══ DATASET RECORDS
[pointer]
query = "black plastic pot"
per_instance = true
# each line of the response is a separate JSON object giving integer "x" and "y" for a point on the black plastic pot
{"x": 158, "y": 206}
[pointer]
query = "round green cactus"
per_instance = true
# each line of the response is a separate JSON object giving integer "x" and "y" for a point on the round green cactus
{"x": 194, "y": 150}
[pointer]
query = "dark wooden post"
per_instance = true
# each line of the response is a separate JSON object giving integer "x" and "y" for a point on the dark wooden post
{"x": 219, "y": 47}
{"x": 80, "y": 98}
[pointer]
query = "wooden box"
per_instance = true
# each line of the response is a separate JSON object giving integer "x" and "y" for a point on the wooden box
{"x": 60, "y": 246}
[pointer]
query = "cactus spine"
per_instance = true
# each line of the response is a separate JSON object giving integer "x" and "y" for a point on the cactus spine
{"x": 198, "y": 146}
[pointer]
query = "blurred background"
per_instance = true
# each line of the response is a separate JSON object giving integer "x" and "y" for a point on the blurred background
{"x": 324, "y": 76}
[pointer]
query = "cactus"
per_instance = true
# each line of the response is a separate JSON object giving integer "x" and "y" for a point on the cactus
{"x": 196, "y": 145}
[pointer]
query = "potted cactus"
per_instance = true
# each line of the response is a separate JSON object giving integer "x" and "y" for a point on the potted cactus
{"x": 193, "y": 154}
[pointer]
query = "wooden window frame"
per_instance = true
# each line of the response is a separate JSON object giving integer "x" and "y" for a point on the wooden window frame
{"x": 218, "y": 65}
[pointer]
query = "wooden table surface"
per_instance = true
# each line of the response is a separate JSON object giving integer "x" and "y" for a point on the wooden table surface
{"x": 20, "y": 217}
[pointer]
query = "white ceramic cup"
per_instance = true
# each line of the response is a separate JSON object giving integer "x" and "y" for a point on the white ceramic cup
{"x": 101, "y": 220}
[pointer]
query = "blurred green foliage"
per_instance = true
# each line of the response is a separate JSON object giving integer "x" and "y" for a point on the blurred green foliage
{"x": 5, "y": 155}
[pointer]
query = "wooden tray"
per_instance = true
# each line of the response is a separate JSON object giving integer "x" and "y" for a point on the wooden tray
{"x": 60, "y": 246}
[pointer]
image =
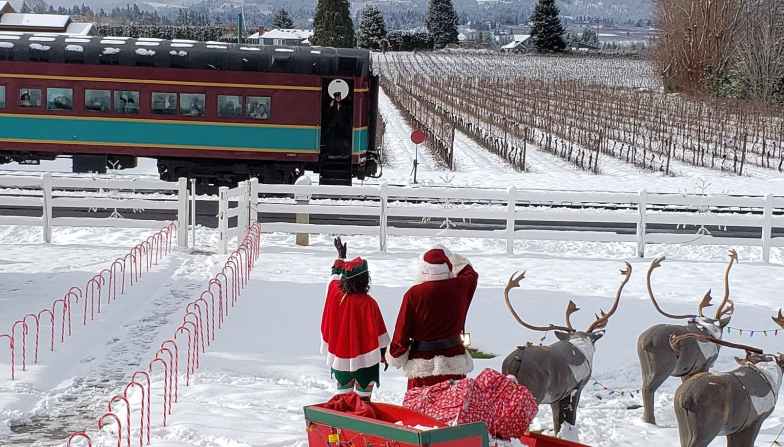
════
* **GOAL OF THE EXERCISE**: Transcribe all of the data above verbatim but omit every picture.

* **EXPECTED OUTPUT**:
[pointer]
query = "black plastic pot"
per_instance = true
# each line of the response is a separate JSON object giving integer "x" and "y" for a point on the black plastic pot
{"x": 158, "y": 206}
[pointer]
query = "round green cactus"
per_instance = true
# each line of the response is a separate JSON object giving integer "x" and "y" for a point on the round green cactus
{"x": 194, "y": 150}
[pointer]
query = "dark wooden post"
per_instance = true
# each line of the response is a separate JSON object giving integer "x" and "y" for a point on the dark wooden post
{"x": 219, "y": 47}
{"x": 80, "y": 98}
[pointer]
query = "wooden box"
per_instance = true
# each line of the response is a separate JSON object giving integer "x" and "y" for a point on the wooden box
{"x": 60, "y": 246}
[pointer]
query = "cactus spine"
per_instance = true
# each line of the response is a separate JSON object giving integer "x" and "y" for a point on the cactus spine
{"x": 198, "y": 146}
[pointer]
query = "blurred background"
per_instance = true
# each line of the response is a separate JSON object giving integer "x" and "y" for a point on the blurred background
{"x": 324, "y": 76}
[pointer]
query = "cactus"
per_instance = true
# each line of the response is a separate JSON object giving integer "x" and "y" for a point on the cactus
{"x": 196, "y": 145}
[pointer]
query = "potted cactus"
per_instance = true
# each line of the response is a separate JSON object giving integer "x" and "y" for a point on the potted cactus
{"x": 193, "y": 154}
[pointer]
query = "wooden window frame"
per_instance = true
# each line of the response is a separate JSON object giving integer "x" and "y" for a point on the wooden window frame
{"x": 218, "y": 65}
[pointer]
query = "wooden table surface"
per_instance = true
# each line of the response is a separate JSON object giving integer "x" and "y" for a point on the wooden table surface
{"x": 20, "y": 217}
[pointer]
query = "white ceramic cup"
per_instance = true
# each line of the response is a separate JSON object giving integer "x" and "y" for a point on the white ceramic cup
{"x": 101, "y": 220}
[pointer]
query = "blurred green foliage"
per_instance = true
# each line of the response is a separate JSON object giving integer "x" and "y" for a point on the blurred green foliage
{"x": 5, "y": 155}
[pointer]
query = "wooden tray"
per_instance = true
# each line of the response is a separate JSON object giving integer "x" and "y" for a point on the wooden tray
{"x": 60, "y": 246}
[pointer]
image =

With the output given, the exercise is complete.